= Saved entries =
--
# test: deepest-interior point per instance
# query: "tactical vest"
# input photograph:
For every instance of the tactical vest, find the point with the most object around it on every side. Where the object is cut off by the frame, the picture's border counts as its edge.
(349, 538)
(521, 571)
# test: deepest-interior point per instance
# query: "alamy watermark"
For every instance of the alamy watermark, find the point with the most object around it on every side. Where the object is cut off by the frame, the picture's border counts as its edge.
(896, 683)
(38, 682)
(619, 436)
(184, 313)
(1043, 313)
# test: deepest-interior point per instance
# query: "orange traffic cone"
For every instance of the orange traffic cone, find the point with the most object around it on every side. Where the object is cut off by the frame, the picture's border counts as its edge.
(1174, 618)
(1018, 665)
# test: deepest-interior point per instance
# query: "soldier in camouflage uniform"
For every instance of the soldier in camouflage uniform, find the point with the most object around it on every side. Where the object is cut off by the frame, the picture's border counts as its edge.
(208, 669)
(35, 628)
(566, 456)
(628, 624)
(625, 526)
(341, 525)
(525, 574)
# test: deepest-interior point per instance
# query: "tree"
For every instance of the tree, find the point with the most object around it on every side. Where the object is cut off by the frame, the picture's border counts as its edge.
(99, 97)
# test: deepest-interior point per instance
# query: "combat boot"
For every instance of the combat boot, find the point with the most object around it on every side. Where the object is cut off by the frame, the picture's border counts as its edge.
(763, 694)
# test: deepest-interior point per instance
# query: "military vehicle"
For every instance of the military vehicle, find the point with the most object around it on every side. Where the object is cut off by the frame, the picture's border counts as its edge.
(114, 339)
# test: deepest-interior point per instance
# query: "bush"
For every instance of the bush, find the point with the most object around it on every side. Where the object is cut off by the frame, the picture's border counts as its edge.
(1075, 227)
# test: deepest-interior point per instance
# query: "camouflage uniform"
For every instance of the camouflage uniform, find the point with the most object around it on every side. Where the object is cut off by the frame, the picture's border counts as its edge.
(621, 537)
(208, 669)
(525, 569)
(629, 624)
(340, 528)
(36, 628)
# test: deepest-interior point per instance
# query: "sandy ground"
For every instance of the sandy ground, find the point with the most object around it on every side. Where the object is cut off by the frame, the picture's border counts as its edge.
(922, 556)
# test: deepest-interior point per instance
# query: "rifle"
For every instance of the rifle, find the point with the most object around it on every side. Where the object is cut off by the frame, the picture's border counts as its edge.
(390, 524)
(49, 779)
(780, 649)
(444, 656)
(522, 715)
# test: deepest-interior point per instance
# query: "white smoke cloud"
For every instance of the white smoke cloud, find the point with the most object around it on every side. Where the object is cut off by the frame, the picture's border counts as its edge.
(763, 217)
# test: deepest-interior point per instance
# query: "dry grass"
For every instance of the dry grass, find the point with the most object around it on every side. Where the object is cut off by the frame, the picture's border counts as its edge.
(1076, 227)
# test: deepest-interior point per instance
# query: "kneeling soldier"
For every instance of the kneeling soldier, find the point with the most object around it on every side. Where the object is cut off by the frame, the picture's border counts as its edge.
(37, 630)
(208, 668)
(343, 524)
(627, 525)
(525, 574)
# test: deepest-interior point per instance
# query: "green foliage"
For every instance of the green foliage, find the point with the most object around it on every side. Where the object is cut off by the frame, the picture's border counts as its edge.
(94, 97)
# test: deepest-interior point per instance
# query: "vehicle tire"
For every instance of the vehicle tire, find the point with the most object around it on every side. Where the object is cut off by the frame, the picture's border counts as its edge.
--
Exactly as they appear above, give the entries again.

# test: deepest-interior point per instance
# query: "tactical vest"
# input photograph:
For every instance of the tactical vest, find the point with the most object around it on every side. Where the object is cut off by the frame, the picture's border counts as its edge.
(349, 538)
(521, 571)
# test: deepest-interior point per instance
# query: "alamy watermark"
For every instance of the alamy watermark, find the point with the most object around it on every side. Where the object is cut off by the frame, the picture's border counts as its edge.
(896, 683)
(38, 682)
(619, 436)
(184, 313)
(1043, 313)
# test: deepest-interior point per instance
# query: "orange traffic cone"
For every instance of the orange traffic cone, find the point with the most object around it on every side. Where the object is cut off by the frame, the picture's border counts as its edge.
(1174, 618)
(1018, 665)
# test: deepest-interior point per instance
# query: "soldier in camouflage uniform"
For every instance of the soldier in camouflage uniform, find the point with the most object around it on every side. Where the object is cut off by the frame, the picture's border counts as its edge.
(208, 669)
(35, 628)
(566, 456)
(628, 624)
(625, 526)
(341, 525)
(525, 574)
# test: deepest-interior point per instance
# query: "tree"
For every instance of the tree, find the point with the most object around it on every side. Where the object is cut off by the frame, the picture's border counts as its edge.
(99, 97)
# test: deepest-interior point per instance
# query: "combat boot"
For every instance of the combat boot, find the point with the most object around it on every side. Where the object is cut off by the frame, the picture's border counts as its edge.
(763, 694)
# test: deepest-interior point per instance
# query: "military vehicle"
For every instance of the military vehicle, find the point with the most object around it on every side. Where the object is cut off by the frame, the picture's border counts as its edge.
(114, 339)
# test: deepest-interior point per instance
# query: "bush"
For every instance of the bush, find the point with the most object around it on every side. Where the object is cut off by the frame, the picture's border counts as its edge.
(1075, 227)
# test: deepest-interior point per instance
# query: "camouflage uniform"
For every instance of the camouflage uniform, find the point with the most object around it on every side. Where the object is cut off by the frame, the picture's border counts as its edge.
(621, 537)
(208, 669)
(525, 569)
(629, 624)
(340, 528)
(36, 628)
# test: deepest-interior point per instance
# query: "sandy ground"
For every instance of the sandy ground, find the point with the most object around it on every side. Where the object is cut off by the frame, the picture's border counts as its edge.
(922, 556)
# test: deepest-interior point per instance
# query: "rifle"
For every instance of the rifle, find the point with the most object around it on every side. Where the object is cut off by the frame, the picture's border counts as its edge.
(390, 524)
(49, 779)
(780, 649)
(444, 656)
(522, 715)
# test: deepest-interior point per instance
# query: "white smoke cloud"
For every instance of the white smoke cloud, find the point with the most object around it on every side. Where the object is cut off by the frame, the picture's border counts as its edge.
(763, 217)
# test: deepest-interior point per instance
# query: "dry grass"
For every instance of the dry grass, find the point with the most object around it on every side. Where the object is cut off by the frame, the picture's border counts as its edge.
(1076, 227)
# test: deepest-interior point per instance
# query: "kneeling soldier"
For every instance of the kneeling soldier, find the point with the most object around it on every side. Where the object is cut off by the frame, the picture's border counts as its edge.
(37, 630)
(208, 668)
(343, 524)
(627, 525)
(525, 574)
# test: deepest-interior point per instance
# query: "green foliage"
For every instance of the green foliage, find the point with the most object around it on every side. Where the object is cut off by the frame, the picture's border counts as its edge.
(94, 97)
# test: deepest-interior point per instance
# query: "vehicle tire"
For every instance of the vehicle tire, find the point with the most object around it on every side. Where the object is cut off by the frame, the picture's border counts as its edge.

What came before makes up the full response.